* Belge alıntısı
# # # # # # #

SAĞLIK ÇALIŞANLARININ SAĞLIĞI–SAĞLIK MUHALEFETİ
- Belçika Başbakanı Sophie Wilmes, başkent Brüksel’de ziyaret ettiği bir hastanede sağlık çalışanları tarafından protesto edildi. Hastanenin hemşire ve doktorları Wilmes’in hasteneye gelişi sırasında Başbakan’a sırtlarını döndüler.
- İzmir Tabip Odası, hekimler ve sağlık çalışanları virüse karşı en ön safta hayatlarını riske atarak mücadele ederken, SGK’nın, sağlık hizmet sunucularına Covid-19 için “iş kazası/meslek hastalığı” olarak değil “hastalık” olarak provizyon alınması gerektiğini bildiren genelgesini kabul etmediklerini ilan etti.

# # # # # # #

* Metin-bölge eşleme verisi

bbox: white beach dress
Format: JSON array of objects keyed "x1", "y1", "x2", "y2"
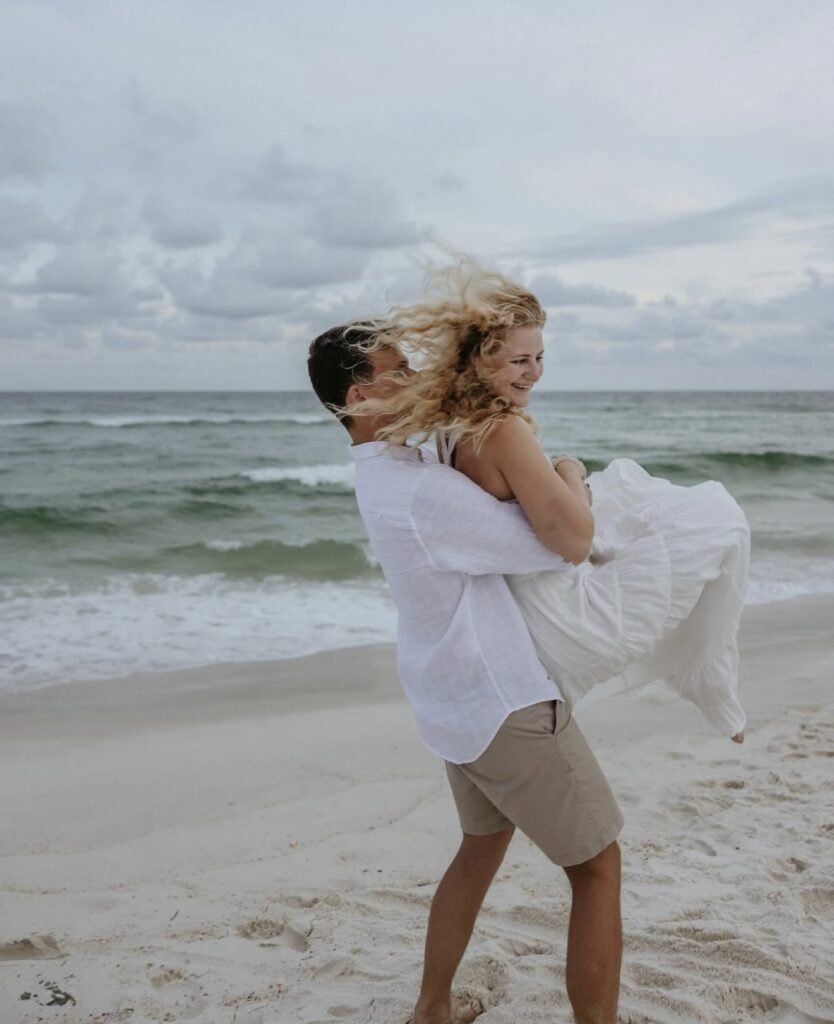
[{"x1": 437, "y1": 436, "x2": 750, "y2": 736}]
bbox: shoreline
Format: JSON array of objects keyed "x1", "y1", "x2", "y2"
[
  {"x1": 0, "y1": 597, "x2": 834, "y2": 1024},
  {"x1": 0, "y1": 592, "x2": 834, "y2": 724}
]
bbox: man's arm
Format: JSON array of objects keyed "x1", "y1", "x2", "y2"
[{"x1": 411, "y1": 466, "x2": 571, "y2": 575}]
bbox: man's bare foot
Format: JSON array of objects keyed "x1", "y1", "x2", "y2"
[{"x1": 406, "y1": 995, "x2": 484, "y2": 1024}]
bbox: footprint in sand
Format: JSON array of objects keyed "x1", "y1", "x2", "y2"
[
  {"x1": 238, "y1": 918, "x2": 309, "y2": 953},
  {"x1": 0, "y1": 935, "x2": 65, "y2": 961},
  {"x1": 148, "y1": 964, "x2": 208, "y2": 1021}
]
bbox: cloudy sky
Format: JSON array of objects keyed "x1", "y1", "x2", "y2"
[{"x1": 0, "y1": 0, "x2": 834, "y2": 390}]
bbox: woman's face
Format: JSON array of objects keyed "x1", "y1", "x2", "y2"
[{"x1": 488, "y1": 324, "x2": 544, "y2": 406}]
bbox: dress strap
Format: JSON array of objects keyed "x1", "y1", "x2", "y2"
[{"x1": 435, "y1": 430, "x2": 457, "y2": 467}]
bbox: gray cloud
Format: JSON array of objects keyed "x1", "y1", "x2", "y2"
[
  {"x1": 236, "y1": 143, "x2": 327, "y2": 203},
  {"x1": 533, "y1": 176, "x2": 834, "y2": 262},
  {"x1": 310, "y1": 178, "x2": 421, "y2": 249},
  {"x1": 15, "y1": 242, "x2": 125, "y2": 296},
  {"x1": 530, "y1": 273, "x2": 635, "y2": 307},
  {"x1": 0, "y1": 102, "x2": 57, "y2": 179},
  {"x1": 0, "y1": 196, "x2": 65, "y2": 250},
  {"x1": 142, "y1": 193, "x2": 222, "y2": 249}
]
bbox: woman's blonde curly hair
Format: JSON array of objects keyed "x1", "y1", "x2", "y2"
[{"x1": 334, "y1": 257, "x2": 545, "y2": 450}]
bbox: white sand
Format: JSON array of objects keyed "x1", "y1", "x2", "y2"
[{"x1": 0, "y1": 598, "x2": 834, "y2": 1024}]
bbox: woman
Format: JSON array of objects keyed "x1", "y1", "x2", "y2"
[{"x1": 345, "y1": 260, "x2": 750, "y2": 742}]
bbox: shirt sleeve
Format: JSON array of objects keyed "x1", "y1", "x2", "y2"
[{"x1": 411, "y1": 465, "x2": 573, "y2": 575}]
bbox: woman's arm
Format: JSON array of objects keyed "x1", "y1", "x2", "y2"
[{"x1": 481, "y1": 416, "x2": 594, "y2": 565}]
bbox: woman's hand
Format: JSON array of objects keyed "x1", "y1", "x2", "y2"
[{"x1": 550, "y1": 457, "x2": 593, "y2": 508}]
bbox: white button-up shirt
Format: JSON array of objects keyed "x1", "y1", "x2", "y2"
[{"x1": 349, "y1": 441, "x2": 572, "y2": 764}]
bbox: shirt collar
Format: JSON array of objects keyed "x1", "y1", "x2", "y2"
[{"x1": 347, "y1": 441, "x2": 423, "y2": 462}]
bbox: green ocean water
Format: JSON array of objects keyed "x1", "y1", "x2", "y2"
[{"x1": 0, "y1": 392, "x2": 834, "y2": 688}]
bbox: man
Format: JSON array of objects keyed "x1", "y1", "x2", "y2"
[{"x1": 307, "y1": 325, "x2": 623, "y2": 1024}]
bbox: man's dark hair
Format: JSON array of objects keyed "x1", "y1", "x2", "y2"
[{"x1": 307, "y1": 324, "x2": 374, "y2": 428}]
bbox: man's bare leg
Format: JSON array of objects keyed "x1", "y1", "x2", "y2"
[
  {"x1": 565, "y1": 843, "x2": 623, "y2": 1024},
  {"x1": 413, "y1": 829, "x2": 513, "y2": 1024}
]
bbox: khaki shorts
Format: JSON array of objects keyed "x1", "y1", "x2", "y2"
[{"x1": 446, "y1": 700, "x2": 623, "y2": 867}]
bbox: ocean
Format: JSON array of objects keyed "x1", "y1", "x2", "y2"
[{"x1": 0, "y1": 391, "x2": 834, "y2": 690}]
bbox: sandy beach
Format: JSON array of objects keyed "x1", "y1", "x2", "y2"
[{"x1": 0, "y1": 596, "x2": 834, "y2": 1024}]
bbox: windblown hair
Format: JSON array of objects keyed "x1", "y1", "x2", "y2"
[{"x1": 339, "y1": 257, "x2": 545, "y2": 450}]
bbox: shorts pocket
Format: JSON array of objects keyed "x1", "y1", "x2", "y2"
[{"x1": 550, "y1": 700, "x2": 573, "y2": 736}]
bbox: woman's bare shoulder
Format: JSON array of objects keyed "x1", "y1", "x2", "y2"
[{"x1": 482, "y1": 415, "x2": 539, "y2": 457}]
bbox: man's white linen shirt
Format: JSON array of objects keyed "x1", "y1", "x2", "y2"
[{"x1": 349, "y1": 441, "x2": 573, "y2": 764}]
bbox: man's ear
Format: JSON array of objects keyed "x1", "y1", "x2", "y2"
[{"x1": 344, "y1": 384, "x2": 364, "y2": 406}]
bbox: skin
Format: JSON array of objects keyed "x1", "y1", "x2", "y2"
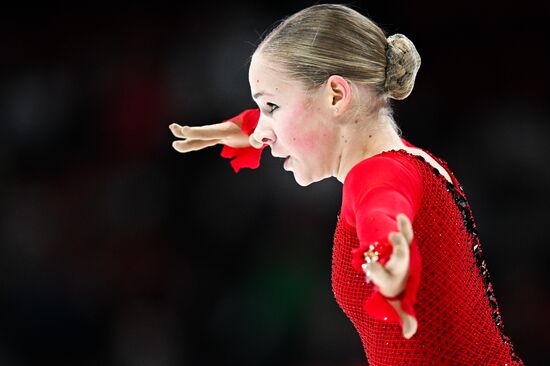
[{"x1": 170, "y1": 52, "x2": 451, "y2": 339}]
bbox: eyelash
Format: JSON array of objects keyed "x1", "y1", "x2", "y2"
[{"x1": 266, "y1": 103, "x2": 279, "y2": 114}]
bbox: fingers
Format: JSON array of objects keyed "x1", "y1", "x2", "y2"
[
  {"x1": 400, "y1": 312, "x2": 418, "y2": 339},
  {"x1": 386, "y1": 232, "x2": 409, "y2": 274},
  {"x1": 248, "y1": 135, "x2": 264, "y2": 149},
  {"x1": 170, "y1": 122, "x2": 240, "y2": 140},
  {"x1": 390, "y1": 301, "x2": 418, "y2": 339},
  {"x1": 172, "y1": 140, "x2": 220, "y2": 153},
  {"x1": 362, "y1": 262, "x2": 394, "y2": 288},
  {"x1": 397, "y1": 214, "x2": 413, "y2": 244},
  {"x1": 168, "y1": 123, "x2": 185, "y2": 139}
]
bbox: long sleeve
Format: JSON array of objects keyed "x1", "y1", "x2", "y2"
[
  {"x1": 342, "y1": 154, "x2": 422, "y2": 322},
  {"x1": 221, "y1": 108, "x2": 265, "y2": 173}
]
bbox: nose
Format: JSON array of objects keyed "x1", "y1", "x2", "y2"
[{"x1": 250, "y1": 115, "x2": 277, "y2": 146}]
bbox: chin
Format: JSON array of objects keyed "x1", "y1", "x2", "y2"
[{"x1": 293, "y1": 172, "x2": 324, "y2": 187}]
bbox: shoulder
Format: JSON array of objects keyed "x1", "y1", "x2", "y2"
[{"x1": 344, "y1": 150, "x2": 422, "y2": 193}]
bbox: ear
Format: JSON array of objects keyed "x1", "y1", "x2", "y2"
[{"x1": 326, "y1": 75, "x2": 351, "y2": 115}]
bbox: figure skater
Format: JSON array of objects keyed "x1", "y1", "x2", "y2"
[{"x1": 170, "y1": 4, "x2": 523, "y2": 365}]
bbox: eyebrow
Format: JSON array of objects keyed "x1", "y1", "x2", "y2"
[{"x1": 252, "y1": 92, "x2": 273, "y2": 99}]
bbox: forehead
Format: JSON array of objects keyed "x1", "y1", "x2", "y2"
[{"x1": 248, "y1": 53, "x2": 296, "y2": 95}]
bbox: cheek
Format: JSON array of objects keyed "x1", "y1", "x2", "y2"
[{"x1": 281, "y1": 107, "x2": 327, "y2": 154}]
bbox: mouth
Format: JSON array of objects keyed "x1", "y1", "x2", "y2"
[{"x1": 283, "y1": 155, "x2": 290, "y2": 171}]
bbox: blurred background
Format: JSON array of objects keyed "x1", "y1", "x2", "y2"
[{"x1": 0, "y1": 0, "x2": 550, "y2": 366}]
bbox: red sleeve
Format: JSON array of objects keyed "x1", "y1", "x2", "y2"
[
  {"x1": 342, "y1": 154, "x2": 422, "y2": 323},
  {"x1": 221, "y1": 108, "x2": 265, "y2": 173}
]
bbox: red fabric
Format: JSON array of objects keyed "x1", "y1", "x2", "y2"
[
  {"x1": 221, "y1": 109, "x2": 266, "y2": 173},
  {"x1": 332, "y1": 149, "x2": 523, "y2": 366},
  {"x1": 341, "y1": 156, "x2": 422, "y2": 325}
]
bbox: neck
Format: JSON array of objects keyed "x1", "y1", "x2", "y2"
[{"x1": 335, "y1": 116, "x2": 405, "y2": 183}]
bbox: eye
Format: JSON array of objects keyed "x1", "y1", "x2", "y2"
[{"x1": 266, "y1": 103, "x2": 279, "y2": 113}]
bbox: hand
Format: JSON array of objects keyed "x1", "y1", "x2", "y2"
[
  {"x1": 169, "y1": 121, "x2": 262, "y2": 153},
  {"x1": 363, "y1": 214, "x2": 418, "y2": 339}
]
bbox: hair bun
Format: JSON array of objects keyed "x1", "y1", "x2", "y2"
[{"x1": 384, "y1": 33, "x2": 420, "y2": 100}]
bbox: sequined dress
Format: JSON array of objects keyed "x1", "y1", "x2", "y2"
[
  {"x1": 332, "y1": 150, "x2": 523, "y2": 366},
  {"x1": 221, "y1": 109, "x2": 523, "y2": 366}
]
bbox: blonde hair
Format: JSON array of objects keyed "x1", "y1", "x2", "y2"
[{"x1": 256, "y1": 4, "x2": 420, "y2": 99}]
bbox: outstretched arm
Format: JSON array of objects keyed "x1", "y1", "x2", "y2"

# # # # # # #

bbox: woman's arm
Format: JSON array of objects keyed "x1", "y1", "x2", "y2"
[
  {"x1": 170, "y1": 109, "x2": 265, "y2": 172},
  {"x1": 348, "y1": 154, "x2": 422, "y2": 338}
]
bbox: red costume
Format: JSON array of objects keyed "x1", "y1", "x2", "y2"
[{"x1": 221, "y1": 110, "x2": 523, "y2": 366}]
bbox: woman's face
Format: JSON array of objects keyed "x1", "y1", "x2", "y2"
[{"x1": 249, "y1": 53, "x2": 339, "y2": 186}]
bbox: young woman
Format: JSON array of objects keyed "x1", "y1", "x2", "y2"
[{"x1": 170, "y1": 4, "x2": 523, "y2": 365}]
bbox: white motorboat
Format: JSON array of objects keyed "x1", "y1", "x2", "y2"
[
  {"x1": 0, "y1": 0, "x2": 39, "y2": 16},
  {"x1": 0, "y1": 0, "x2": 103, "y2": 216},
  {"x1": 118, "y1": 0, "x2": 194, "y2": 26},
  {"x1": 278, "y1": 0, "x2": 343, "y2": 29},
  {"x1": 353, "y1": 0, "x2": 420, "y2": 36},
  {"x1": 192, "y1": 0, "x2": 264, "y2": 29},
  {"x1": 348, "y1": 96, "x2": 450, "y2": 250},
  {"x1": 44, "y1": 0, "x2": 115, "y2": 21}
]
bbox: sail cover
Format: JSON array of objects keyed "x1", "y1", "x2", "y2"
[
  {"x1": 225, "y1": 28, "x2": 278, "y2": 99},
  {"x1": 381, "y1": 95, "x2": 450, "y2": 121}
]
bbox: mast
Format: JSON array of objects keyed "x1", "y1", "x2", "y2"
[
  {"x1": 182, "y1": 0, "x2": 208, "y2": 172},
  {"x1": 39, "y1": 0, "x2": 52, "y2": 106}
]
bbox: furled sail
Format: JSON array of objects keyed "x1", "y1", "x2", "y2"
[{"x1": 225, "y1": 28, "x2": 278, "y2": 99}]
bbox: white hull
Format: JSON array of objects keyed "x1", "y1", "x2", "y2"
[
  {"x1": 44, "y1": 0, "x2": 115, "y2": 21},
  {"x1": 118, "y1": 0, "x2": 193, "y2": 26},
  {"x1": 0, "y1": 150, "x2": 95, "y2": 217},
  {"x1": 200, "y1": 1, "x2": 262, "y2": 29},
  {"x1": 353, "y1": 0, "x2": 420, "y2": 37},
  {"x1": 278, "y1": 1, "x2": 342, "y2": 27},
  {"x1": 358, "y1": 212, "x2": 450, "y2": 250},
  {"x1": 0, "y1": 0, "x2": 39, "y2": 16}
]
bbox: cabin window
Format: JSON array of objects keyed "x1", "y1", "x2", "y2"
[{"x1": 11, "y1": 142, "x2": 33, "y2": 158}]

# # # # # # #

* Görev
Belge alıntısına göre Sophie Wilmes hangi şehirdeki bir hastanede protesto edildi? Yalnızca metne dayanarak cevap verin.

* Alıştırma sonucu
Başkent Brüksel'deki bir hastanede.